##### EXTRAIT ÉTUDIÉ

Regards sur l’énergie nucléaire à travers le monde
Première partie de notre série d’interviews sur l’image de l’énergie nucléaire dans le monde
Dans notre série d’interviews, nous cherchons à comprendre comment est perçue l’énergie nucléaire dans les autres pays. Pour cela, nous nous entretenons avec des collaborateurs et collaboratrices de centrales nucléaires à l’étranger mais aussi avec des experts et expertes de la branche nucléaire suisse sur leur expérience et sur l’opinion des populations vis-à-vis de l’énergie nucléaire. Pour quelle raison l’image de l’énergie nucléaire est-elle différente dans d’autres pays? Nous commençons aujourd’hui avec Elena Raetz, venue de Russie, et Mark Whitwill, d’Angleterre.
Elena Raetz, responsable du service Gestion de la qualité/Gestion environnementale à la centrale nucléaire de Gösgen, originaire de Russie
Après l’obtention de mon diplôme à l’Institut d’aviation de Moscou, j’ai travaillé durant neuf ans dans la recherche et le développement des réacteurs du type RBMK en tant qu’ingénieure en métallurgie. Mon ancien employeur est spécialisé en technologies des réacteurs, et est l’un des plus gros centres de conception et de recherche nucléaire de Russie. Je me suis spécialisée en recherche sur les propriétés mécaniques et physiques des matériaux des réacteurs.

##########

**TRAVAIL À FAIRE:**
1: Les affirmations suivantes sont-elles conformes à l’extrait sur l’énergie nucléaire ? (a) Elena Raetz a travaillé neuf ans comme ingénieure en métallurgie. (b) Mark Whitwill vient d’Écosse. (c) Elena Raetz dirige un service à la centrale nucléaire de Gösgen. Répondez par oui ou par non et citez les mots décisifs de l’extrait.
2: Dans les enregistrements, recopiez le passage allant de la ligne contenant « When you have a moment, could you identify where the metal » jusqu’à celle contenant « [160,285,834,949] », ces deux lignes comprises. Remplacez « bowl » par « dish » sans rien changer d’autre.

##### DONNÉES À UTILISER

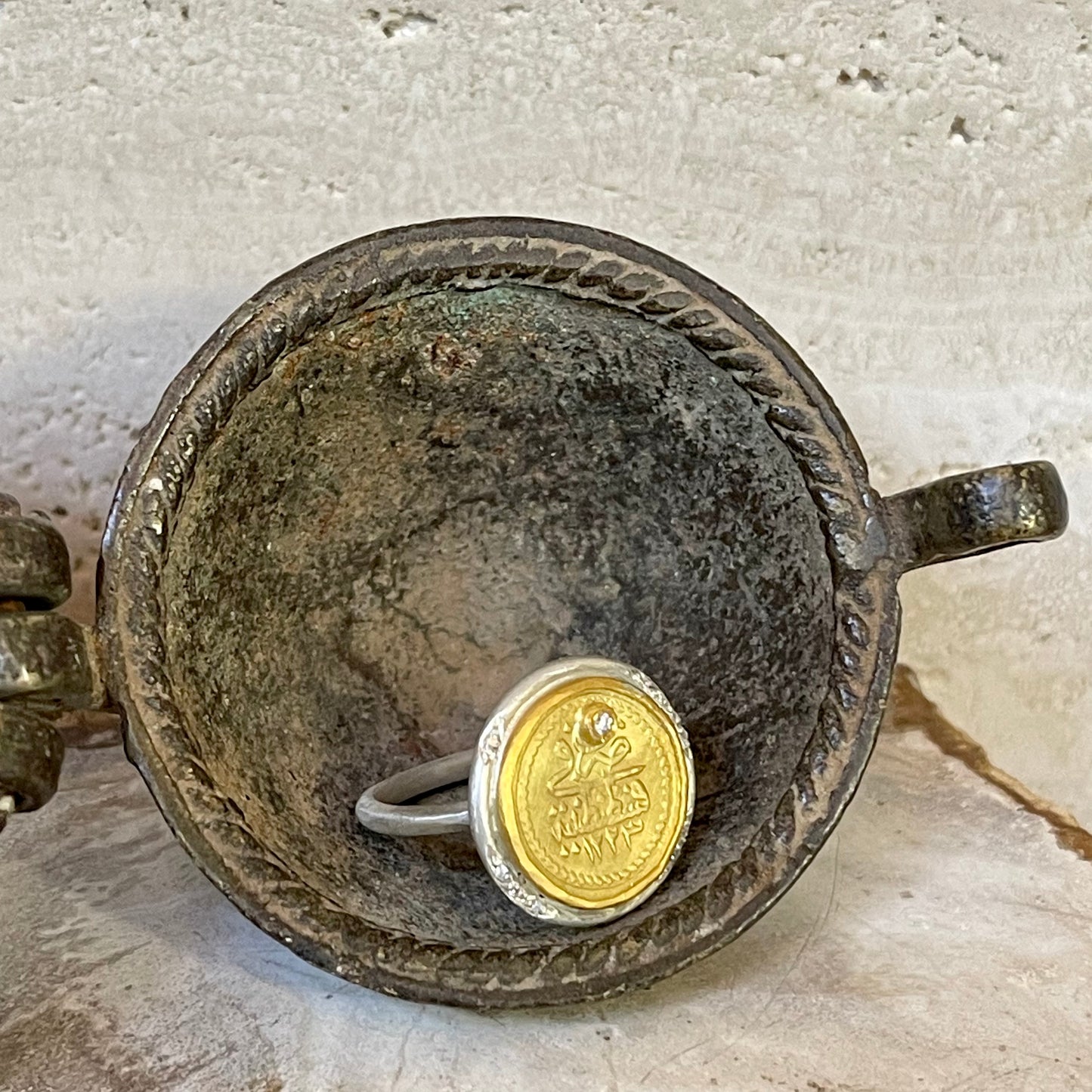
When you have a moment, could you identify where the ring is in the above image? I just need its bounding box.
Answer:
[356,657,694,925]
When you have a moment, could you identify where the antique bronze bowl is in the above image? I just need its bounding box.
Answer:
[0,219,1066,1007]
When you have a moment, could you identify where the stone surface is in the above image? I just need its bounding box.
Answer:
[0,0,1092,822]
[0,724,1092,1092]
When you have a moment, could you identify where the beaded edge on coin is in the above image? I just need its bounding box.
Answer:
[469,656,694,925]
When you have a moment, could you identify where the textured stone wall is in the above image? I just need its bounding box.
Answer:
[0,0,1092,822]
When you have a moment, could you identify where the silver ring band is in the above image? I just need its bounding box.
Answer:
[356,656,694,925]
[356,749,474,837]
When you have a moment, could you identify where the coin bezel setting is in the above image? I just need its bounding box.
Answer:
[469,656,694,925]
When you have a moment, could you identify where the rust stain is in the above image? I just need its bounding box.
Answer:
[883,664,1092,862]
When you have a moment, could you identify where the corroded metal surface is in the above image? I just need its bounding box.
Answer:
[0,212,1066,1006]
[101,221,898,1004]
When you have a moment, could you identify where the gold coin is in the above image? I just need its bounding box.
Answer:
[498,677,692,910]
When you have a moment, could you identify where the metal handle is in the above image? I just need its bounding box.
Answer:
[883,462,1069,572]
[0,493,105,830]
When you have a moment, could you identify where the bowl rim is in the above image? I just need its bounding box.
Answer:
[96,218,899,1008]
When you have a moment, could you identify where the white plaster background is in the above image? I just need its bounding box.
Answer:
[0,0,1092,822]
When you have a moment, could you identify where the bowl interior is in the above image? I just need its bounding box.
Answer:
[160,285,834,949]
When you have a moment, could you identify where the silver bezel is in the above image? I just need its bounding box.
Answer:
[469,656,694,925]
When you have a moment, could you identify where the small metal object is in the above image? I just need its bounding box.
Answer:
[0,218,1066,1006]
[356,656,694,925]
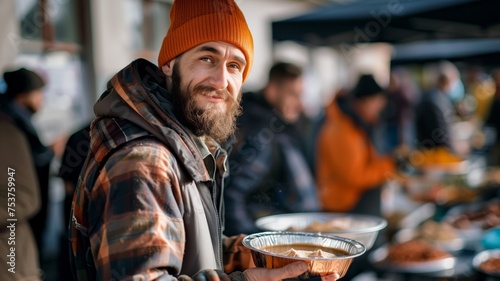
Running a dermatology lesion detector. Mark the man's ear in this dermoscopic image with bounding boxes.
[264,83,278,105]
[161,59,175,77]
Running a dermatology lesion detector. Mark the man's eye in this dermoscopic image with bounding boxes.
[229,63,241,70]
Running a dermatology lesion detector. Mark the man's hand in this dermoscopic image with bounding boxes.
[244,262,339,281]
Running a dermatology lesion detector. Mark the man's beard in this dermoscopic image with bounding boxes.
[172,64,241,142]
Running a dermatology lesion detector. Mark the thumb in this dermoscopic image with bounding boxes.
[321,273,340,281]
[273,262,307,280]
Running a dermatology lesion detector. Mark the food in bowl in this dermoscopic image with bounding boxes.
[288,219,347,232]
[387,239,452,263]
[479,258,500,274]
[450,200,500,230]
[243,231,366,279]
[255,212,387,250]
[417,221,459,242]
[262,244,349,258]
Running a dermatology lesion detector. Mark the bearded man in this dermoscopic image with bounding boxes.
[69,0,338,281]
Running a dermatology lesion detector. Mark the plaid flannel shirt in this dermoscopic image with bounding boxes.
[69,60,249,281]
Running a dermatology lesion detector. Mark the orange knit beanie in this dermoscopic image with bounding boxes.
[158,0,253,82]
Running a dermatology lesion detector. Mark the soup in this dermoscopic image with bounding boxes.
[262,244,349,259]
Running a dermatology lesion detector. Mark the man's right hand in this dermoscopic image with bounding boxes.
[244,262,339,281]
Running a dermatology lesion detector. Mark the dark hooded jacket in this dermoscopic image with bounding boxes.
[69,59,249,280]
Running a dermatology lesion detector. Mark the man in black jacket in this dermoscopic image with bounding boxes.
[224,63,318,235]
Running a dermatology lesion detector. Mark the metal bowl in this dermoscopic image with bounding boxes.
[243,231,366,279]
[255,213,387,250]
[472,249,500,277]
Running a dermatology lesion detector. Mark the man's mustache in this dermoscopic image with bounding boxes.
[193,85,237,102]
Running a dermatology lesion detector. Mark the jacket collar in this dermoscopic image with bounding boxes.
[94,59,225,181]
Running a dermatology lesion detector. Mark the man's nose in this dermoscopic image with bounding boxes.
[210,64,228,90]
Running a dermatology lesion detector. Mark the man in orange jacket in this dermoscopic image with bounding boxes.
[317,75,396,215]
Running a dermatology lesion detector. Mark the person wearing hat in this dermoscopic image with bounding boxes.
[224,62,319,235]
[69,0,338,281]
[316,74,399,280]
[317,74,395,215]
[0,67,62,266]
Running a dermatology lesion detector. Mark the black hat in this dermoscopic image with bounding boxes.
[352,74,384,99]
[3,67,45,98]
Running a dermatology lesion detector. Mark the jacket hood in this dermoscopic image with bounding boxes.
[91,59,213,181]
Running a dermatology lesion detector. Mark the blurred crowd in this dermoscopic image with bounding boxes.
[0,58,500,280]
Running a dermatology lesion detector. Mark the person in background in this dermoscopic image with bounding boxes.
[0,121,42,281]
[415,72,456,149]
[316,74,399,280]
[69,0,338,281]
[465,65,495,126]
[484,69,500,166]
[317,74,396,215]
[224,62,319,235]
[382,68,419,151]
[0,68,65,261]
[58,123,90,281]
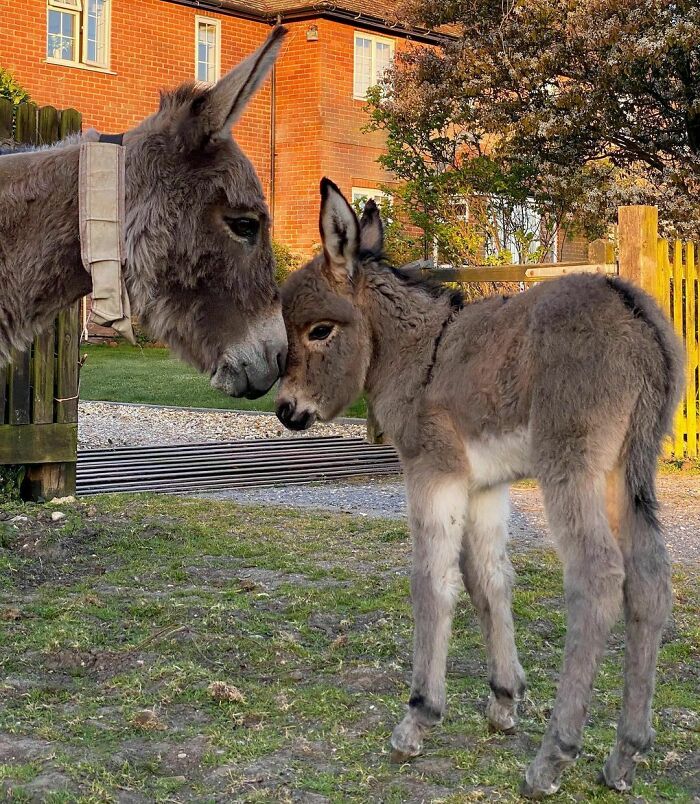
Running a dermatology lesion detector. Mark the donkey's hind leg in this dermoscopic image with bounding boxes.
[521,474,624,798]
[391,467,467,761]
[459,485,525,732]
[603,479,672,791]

##########

**RÉPONSES PAR CONSIGNE:**
1:
(a) Oui : « j’ai travaillé durant neuf ans dans la recherche et le développement des réacteurs du type RBMK en tant qu’ingénieure en métallurgie »
(b) Non : « Mark Whitwill, d’Angleterre »
(c) Oui : « responsable du service Gestion de la qualité/Gestion environnementale à la centrale nucléaire de Gösgen »

2:
When you have a moment, could you identify where the metal handle is in the above image? I just need its bounding box.
Answer:
[883,462,1069,572]
[0,493,105,830]
When you have a moment, could you identify where the dish rim is in the above image? I just need its bounding box.
Answer:
[96,218,899,1008]
When you have a moment, could you identify where the white plaster background is in the above image? I just need its bounding box.
Answer:
[0,0,1092,822]
When you have a moment, could you identify where the dish interior is in the above image? I just need its bounding box.
Answer:
[160,285,834,949]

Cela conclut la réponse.